## Work instruction
Continue the piece below about transformative songwriting in heavy metal, starting after its last sentence.

## Text
--- START ---

But you won’t get the full story of the song’s potential until you start performing it, as a band, and seeing how it develops. Does it leave you exhausted? Frustrated? Fulfilled? Sad? Elated? Well, if it makes you feel differently to how you did when you started playing it, it’s transformative. And if that transformation can be conveyed to the listener somehow – if they’re left feeling exhausted or shocked or impressed or sad or whatever – then you’ve got a good song. It might not become a hit. It might not even become a sleeper classic. But it’s good. Trust me. You’ve written a banger. Or more accurately, you’ve invoked one.

Obviously this is all subjective and personal. I found “Crepitating Bowel Erosion,” the closing cut on Carcass’s Symphonies of Sickness, to be a transformative song. I’m pretty sure many other people don’t. I also find “Obscured,” by Celtic Frost, to be transformative and judging by its comments on YouTube I’m on safer ground there. What moves one person can leave another cold. Inasfar as there’s any science at all behind “successful” songwriting that draws fans like flies, I’m pretty sure it’s got a lot more to do with “happy” scales, or “danceable” beats, or “hummable” melodies, than it does with a yardstick as nebulous as what I’m proposing here.

BUT I know this: Heavy metal songs have a harder time becoming hits than songs from other rock genres – in the mass marketplace it’s just a less successful genre overall – and I do believe that a lower strike rate of truly transformative songs might have something to do with that.

--- END ---

## Extracted material
--- START ---

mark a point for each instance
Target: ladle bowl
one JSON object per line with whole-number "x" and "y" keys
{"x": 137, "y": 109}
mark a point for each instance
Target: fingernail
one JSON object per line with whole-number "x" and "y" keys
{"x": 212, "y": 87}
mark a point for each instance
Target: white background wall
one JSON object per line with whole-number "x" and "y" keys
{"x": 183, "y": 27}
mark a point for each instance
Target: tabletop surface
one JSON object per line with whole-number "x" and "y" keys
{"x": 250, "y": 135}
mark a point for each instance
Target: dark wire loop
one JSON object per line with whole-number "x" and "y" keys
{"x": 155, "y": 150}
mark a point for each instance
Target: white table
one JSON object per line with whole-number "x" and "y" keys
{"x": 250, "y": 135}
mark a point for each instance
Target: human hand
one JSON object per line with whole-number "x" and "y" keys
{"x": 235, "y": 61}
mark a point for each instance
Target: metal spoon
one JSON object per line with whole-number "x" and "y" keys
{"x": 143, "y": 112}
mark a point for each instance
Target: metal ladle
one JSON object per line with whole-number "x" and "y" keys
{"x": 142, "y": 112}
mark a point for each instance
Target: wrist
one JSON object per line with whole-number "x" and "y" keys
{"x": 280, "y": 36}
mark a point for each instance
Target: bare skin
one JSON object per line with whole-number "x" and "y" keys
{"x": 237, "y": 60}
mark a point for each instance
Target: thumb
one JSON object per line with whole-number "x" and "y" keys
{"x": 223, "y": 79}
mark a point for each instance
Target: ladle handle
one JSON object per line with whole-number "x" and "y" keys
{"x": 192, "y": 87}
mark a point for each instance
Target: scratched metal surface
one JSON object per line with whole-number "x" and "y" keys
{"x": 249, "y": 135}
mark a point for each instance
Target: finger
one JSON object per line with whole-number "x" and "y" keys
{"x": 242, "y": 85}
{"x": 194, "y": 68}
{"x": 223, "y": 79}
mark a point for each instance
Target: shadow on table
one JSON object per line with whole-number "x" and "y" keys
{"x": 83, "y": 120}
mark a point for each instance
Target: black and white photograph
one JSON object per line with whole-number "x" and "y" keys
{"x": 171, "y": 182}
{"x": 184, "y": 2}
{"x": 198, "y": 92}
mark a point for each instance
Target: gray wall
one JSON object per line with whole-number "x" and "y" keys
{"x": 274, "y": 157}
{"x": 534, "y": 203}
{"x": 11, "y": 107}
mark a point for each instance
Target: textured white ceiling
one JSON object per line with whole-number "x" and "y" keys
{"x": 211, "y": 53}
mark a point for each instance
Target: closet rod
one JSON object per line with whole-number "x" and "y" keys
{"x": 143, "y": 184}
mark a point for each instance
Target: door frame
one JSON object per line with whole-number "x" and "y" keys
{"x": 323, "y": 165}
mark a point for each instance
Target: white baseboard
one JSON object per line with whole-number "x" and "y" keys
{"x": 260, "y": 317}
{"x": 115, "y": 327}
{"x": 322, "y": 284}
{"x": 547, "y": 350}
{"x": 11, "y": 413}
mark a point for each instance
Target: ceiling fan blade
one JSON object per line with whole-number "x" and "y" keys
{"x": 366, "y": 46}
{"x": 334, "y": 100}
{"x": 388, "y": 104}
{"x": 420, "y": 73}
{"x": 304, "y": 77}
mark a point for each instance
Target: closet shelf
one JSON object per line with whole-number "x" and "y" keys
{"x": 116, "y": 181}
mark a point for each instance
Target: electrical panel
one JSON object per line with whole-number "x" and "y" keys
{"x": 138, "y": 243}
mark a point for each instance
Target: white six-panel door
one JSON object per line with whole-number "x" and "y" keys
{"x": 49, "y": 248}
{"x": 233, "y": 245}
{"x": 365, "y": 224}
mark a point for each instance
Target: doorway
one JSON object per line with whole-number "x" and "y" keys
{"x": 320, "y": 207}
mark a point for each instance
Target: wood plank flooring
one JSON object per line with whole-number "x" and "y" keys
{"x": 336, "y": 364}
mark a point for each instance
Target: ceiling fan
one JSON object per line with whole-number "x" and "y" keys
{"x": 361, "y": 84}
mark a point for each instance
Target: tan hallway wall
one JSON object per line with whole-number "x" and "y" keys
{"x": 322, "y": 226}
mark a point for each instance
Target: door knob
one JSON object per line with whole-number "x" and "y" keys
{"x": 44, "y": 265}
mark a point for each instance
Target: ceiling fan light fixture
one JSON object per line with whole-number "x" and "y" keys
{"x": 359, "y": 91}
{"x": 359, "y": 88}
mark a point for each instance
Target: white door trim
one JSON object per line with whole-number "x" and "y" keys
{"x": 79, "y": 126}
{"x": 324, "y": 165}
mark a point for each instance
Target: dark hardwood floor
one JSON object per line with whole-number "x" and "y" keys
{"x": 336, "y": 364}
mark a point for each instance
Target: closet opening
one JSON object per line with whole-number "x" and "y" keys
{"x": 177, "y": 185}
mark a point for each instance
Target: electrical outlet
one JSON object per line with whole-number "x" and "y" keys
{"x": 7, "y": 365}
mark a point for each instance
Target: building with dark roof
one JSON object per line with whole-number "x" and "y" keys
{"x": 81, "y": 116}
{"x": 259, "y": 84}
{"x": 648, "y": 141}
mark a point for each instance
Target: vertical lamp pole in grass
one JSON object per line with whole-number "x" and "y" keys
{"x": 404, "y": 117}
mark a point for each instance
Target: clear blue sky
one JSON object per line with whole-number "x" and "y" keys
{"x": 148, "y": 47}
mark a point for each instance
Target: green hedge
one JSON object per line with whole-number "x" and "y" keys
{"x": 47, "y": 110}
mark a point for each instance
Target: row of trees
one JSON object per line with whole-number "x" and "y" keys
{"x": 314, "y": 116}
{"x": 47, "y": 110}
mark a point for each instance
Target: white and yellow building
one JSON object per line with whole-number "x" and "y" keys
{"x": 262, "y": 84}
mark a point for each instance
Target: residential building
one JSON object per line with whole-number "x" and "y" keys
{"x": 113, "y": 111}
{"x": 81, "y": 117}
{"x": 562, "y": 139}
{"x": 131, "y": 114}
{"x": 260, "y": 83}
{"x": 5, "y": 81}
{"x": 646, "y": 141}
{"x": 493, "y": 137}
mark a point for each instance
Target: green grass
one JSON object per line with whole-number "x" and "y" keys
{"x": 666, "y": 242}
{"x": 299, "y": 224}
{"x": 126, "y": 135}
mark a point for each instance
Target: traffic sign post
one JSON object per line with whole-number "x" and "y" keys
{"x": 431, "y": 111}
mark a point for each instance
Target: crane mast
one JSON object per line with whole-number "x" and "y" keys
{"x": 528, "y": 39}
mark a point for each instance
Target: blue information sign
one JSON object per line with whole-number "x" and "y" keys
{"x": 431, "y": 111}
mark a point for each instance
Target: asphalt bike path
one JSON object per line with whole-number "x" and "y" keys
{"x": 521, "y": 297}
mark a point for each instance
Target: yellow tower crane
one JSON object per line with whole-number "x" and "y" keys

--- END ---

## Task response
Let me add some caveats before I continue: There are many things that modern heavy metal bands do, musically, that are obviously disqualifying them from mainstream success (should they aspire to it). Bands where the vocalist does anything much harsher than singing or rapping can basically forget about it. Production-wise, there’s a long tradition of backgrounding distorted guitars for anything that wants to be played on commercial FM radio; and any metal band worth their salt is gonna butt heads with their producer about that. The fact that metal bands don’t often restrict themselves to three-and-a-half minutes playing time is an obvious deal-breaker. And lastly, it’s long been established that there’s a limited tempo range that mass audiences seem to tolerate. Motorhead, and Offspring  of all people – are just about the only acts I can think of who ever hit the Top 40 with tempos north of about 150 bpm. I doubt anything south of about 90 bpm ever got much chart traction either; so doom metal bands are as much on the outs as grindcore.

But even allowing for all that, I still contend that modern heavy metal’s lack of transformative songs has a lot to do with its stubborn inability to interest a wider audience. That’s because a lot of metal bands – extreme ones, particularly – are churning out something notably different: what I’ll call demonstrative songs.

Faster. Heavier. Louder. Rawer. Darker. More distorted. More blasphemous. More difficult to play. More complexly composed. They’re the hallmarks you’ll recognize in any noteworthy extreme metal band’s output. They also lend themselves to the demonstrative song. I can listen to an entire Dying Fetus album without once feeling that I’ve been emotionally moved, and without suspecting that the band themselves would feel much differently by the end of it, other than satisfied at their ability to produce such a barrage of sick riffs, crazy time-changes and brutal blasting. But boy have I had all that demonstrated to me in the meantime.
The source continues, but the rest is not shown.